→ **Beoogd doel a**: Geef aan in hoeveel regels van de rijen het woord "green" voorkomt, waarbij hoofdletters meetellen. Noem alleen het getal.

→ **Documentfragment**:
Zijn we niet te veel verburgerlijkt?
Vervolgde christenen zwaar in de knel
Op de tweede zondag van de Advent was ik voor de Eucharistieviering in de Heemsteedse Sint Bavokerk. Een vertrouwd gevoel want de kerk is bijna identiek aan de kerk in mijn geboorteplaats. Tijdelijk ben ik administrator van de parochies in het Klaverblad, zoals het samenwerkingsverband van Vogelenzang, Bennebroek en Heemstede met twee parochies, wordt genoemd. De parochies wachten op de komst van een nieuwe pastoor-administrator die begin februari zal aantreden: vicaris drs. Gerard Bruggink, rector van De Tiltenberg.
Er werd goed meegezongen en gebeden door een aardig gevulde kerk. Gelukkig voor de parochianen mocht deze zondag de verwarming weer aan. De verwarming moet in het komend jaar worden vervangen en het zag er even naar uit dat die niet meer aan mocht en dat is met de winter voor de boeg natuurlijk geen prettig vooruitzicht.
Hieronder de homilie die ik bij deze gelegenheid heb gehouden.
Homilie
Johannes de Doper is echt een beetje
een onaangepaste figuur:
hij komt uit de woestijn,
gekleed in kameelhaar
en hij houdt zich in leven
met sprinkhanen en wilde honing.
Zijn hele verschijning en zijn optreden
laten al zien
dat hij afstand neemt
van de maatschappij van zijn dagen,
hij kijkt daar kritisch naar.
Dat komt helemaal overeen met zijn boodschap,
die een oproep tot bekering is:
Bekeert U, Kom tot inkeer,
want de Heer komt!
Johannes wordt in het evangelie vergeleken
met een wegbereider,
een bode die voor een koning werd uitgezonden
om de wegen te controleren
waar die met zijn koets overheen moest:
de ergste kuilen moesten worden gedicht,
rotsblokken, grote stenen van de weg af,
zodat de koning kon komen.
In geestelijke zin wordt dat dus
van ieder van ons gevraagd
in deze adventstijd.
Waar stuit de koets van koning Christus
bij ons op een rotsblok of kuil,
waardoor Hij niet binnen kan rijden?
Die rotsblokken en kuilen voelen we
als we de woorden, de boodschap van Jezus
in ons hart proberen te laten binnen komen.
Als Jezus zegt: “Vergeeft elkander”,
wie heb je moeite om te vergeven?
Daar ligt een rotsblok op je weg!
Als Jezus zegt: “Oordeelt niet,
opdat je niet geoordeeld worde”,
over wie heb je scherpe oordelen?
Daar ligt een valkuil op de route!
Als Jezus zegt dat het voor een rijke moeilijk is
om het rijk der hemelen binnen te gaan:
zitten we soms vast aan ons geld of ons goed?
Daar ligt een struikelblok op ons parcours.
Als Jezus zegt dat we van het huis van God
geen rovershol moeten maken:
hoe is het met onze eerbied voor God, Zijn gebod en Zijn wil?

Rijen uit een dataset
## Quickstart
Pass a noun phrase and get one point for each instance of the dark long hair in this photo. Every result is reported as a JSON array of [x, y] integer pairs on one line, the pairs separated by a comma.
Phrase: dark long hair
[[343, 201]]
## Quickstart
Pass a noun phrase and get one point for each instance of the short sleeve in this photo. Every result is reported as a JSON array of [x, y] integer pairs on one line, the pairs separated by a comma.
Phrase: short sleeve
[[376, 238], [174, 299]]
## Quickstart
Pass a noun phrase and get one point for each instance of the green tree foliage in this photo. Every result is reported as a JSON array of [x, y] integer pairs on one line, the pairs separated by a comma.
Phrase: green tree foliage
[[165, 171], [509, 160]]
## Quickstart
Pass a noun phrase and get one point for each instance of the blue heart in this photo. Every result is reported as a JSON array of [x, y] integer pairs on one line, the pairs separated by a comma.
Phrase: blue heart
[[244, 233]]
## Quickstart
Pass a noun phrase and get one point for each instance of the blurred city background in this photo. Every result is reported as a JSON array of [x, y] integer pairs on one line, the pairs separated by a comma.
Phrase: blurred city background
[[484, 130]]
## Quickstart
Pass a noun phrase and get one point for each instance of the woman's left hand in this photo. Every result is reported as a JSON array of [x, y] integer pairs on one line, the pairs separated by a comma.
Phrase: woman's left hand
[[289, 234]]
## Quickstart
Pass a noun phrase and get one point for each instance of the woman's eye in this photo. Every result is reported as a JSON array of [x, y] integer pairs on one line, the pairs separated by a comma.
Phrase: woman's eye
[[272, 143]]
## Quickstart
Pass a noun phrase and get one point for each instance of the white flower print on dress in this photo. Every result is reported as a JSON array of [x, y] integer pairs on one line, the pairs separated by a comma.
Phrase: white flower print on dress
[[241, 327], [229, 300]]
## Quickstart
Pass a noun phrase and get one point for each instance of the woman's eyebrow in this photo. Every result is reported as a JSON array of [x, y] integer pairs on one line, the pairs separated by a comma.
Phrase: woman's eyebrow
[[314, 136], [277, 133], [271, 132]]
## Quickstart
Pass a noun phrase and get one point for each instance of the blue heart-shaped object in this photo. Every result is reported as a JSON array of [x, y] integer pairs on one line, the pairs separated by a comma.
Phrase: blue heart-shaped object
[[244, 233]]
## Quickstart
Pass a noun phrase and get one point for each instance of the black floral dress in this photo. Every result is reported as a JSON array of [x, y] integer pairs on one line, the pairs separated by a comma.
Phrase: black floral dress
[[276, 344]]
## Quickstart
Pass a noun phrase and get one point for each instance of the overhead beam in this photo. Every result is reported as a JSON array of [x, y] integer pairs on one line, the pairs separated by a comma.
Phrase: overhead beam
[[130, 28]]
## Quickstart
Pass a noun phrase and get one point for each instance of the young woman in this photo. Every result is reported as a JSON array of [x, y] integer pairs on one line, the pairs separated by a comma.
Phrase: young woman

→ **Beoogd doel b**: Vat de tekst over de adventsviering in de Sint Bavokerk hierboven samen in twee zinnen.

→ **Geschreven antwoord a**: 2

→ **Geschreven antwoord b**: De auteur, tijdelijk administrator van de parochies in het Klaverblad, ging op de tweede zondag van de Advent voor in de Eucharistieviering in de Heemsteedse Sint Bavokerk, waar de verwarming weer aan mocht, in afwachting van vicaris Gerard Bruggink, die begin februari als pastoor-administrator aantreedt. In de homilie wordt Johannes de Doper vergeleken met een wegbereider die de weg voor een koning vrijmaakt, en wordt ieder gevraagd in de adventstijd de rotsblokken en kuilen op te ruimen die de komst van Christus hinderen, zoals moeite met vergeven, scherpe oordelen en gehechtheid aan geld.